- What you need to do
Starting at the line with "Q: Indicate one point per instance of the yellow pencil on", retype every line through the end of the listing exactly as written, and nothing before it.

- Input
• • • • •

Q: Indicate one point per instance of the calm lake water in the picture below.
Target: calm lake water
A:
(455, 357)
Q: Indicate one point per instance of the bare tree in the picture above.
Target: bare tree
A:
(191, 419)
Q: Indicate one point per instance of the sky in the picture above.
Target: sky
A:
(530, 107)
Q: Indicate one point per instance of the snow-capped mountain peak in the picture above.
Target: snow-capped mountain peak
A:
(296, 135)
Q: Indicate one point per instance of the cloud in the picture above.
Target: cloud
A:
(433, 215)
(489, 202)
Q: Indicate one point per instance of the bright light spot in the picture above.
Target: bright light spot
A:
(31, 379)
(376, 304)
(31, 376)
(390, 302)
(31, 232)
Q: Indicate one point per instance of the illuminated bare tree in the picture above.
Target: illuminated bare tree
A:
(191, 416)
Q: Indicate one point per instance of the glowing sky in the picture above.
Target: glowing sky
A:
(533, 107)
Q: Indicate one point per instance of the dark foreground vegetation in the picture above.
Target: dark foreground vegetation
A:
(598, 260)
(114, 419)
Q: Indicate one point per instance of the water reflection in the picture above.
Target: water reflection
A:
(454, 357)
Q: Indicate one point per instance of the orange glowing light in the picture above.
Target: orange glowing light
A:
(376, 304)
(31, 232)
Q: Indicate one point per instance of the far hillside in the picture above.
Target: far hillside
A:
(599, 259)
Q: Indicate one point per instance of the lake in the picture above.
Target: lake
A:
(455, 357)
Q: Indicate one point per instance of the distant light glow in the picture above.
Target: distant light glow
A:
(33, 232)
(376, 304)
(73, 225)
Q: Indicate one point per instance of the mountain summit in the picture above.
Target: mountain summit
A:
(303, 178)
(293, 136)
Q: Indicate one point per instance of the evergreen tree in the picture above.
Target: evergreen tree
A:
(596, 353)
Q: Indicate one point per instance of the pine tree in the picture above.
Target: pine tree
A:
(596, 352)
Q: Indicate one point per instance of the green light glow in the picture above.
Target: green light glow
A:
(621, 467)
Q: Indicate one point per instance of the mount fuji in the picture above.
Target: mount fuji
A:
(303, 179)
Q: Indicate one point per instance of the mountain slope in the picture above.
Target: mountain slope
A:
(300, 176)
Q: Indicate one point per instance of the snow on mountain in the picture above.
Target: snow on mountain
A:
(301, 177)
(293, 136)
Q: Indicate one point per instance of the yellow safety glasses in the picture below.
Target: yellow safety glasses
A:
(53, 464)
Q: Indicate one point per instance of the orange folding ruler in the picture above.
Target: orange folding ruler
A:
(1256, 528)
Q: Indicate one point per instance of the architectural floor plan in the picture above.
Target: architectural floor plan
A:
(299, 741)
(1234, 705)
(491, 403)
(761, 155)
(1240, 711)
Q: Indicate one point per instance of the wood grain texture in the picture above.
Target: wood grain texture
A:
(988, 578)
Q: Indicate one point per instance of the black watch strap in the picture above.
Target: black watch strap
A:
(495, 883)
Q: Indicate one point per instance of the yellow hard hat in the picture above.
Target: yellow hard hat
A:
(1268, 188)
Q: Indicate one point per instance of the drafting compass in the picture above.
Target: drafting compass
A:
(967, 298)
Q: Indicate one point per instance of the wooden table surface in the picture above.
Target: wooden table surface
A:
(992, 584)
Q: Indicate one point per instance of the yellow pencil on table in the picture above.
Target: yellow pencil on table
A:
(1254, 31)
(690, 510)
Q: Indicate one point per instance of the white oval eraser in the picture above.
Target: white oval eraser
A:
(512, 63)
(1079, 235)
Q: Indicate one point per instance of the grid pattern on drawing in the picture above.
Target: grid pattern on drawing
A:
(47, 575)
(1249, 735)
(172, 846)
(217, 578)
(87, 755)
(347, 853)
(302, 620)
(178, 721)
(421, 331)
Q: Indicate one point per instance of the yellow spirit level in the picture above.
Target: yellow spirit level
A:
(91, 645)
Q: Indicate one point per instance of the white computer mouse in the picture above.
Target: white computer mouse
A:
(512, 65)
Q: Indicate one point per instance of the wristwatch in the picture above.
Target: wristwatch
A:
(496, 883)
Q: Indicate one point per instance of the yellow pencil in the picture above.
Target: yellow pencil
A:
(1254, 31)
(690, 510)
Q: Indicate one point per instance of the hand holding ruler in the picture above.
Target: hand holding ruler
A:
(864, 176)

• • • • •

- Solution to the exercise
Q: Indicate one point per instance of the yellow pencil on table in the picture above.
Target: yellow pencil on table
A:
(1254, 31)
(690, 510)
Q: Indicate one point per instance of the white oval eraser in the picture above.
Target: white oval eraser
A:
(512, 63)
(1079, 235)
Q: Indicate one point per instance of the grid pattern on drawing in the picture above.
Target: grid pattern on drawing
A:
(47, 575)
(1249, 735)
(172, 846)
(217, 578)
(87, 755)
(347, 853)
(302, 620)
(178, 721)
(421, 331)
Q: Indicate one point per instance of the yellow spirit level in the picture above.
Target: yellow spirit level
A:
(91, 645)
Q: Indicate one point per instance of the white computer mouse in the picture above.
Target: white computer mouse
A:
(512, 65)
Q: Indicate one point per instance of the wristwatch in the picture above.
Target: wristwatch
A:
(496, 883)
Q: Indicate one point per instance of the yellow pencil in the picture above.
Target: yellow pencil
A:
(1254, 31)
(690, 510)
Q: Indicate one point per instance of the hand holding ruler in the picture above.
Target: hand holding ruler
A:
(864, 176)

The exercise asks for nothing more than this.